- Exercise text:

☆ ☆ ☆ ☆ ☆

Tort reform is a hot button issue these days. Many states, including Texas, Georgia and Mississippi, have passed or are considering passing legislation that limits the amount of non-economic damages that plaintiffs can recover in medical malpractice cases. In some states, plaintiffs are challenging the constitutionality of such laws, arguing that they are an unconstitutional denial of their right to jury trial. For instance, Missouri’s Supreme Court recently struck down a $350,000 cap on jury awards for “pain and suffering” in medical malpractice cases, finding the law to be a violation of a patient’s right to a jury trial.
But not all appellate courts agree with the Missouri Supreme Court and similar opinions. Last week, the Fifth Circuit Court of Appeals upheld Mississippi’s $1 million limit on noneconomic damages in personal injury cases, finding the law to be constitutional.
In the case at issue – Learmonth v. Sears, Roebuck & Co. – a federal jury had found Sears liable for causing Ms. Learmonth’s injuries in an automobile accident and awarded the plaintiff $4 million in compensatory damages. A federal district court subsequently determined that of the damages award, $2.2 million was for noneconomic damages and it, thereby, reduced this portion of the damages award to $1 million pursuant to Mississippi law.
According to Legal Newsline, the plaintiff appealed the decision, arguing that the noneconomic damage cap infringes on two rights encompassed by the right to a jury trial: (1) the right to have a jury alone find the proper compensatory damages amount, and (2) the right to have the jury’s determination of compensatory damages converted into a legally binding judgment of equal value. The Fifth Circuit also rejected the reasoning of a minority of courts (like the Missouri Supreme Court) that have struck down similar noneconomic damages caps as unconstitutional, finding that “this line of decisions seems to contradict ‘the usual notion that the law prescribes the remedy and its measure.’”
What This Case Means For You
Illinois currently does not have damage caps on medical malpractice or personal injury verdicts. Any legislative attempts to invoke damages caps have been ruled unconstitutional by the Illinois Supreme Court as recently as February 2011. Nonetheless, the decision is troublesome for plaintiffs and advocates for plaintiffs’ rights. While tort reform advocates claim that the fear of medical malpractice lawsuits costs the health care industry billions of dollars every year, a recent study revealed that tort reform is ineffective at reducing health care spending.
At Ankin Law Office, LLC our Chicago medical malpractice attorneys are committed to protecting the rights of victims of medical malpractice and their families. Tort reform and damage caps undoubtedly hurt patients and the general public by failing to hold doctors, hospitals and other medical professionals financially responsible for their injuries or deaths that they have caused.

☆ ☆ ☆ ☆ ☆

- Your instructions:
Transcribe the passage of the article on damage caps between "In the case" and "to Mississippi law.", inclusive.

☆ ☆ ☆ ☆ ☆

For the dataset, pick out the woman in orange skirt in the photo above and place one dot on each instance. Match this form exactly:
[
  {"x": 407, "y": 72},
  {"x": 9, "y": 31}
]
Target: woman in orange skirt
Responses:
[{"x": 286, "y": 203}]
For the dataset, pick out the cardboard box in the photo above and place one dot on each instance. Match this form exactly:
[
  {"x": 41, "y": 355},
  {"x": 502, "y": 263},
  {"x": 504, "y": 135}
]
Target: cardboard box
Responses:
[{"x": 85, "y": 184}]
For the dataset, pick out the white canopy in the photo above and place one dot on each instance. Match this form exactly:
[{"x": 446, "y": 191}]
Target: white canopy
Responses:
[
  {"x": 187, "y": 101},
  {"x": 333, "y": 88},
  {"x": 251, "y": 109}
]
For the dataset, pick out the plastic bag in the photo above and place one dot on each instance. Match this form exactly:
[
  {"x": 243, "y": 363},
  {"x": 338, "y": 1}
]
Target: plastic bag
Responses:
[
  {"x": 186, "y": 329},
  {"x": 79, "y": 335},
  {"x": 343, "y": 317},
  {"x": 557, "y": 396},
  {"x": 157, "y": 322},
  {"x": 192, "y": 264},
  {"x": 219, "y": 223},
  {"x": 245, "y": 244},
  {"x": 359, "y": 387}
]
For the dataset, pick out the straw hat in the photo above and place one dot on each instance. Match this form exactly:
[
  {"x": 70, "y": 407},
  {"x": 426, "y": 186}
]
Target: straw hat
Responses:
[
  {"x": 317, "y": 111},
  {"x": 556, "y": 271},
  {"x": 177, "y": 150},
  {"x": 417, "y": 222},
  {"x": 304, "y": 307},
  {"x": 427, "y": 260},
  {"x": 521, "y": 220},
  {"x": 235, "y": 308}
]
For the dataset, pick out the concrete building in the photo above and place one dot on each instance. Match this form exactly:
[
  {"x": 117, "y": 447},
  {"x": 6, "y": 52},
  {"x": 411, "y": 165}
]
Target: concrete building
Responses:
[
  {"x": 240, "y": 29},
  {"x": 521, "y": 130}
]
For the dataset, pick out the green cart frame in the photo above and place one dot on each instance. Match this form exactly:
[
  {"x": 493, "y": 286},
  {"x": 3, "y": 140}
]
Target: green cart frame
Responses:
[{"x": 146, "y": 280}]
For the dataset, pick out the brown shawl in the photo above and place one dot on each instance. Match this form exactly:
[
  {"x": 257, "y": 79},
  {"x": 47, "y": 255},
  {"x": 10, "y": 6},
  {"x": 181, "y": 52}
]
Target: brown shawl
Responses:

☆ ☆ ☆ ☆ ☆

- Solution:
In the case at issue – Learmonth v. Sears, Roebuck & Co. – a federal jury had found Sears liable for causing Ms. Learmonth’s injuries in an automobile accident and awarded the plaintiff $4 million in compensatory damages. A federal district court subsequently determined that of the damages award, $2.2 million was for noneconomic damages and it, thereby, reduced this portion of the damages award to $1 million pursuant to Mississippi law.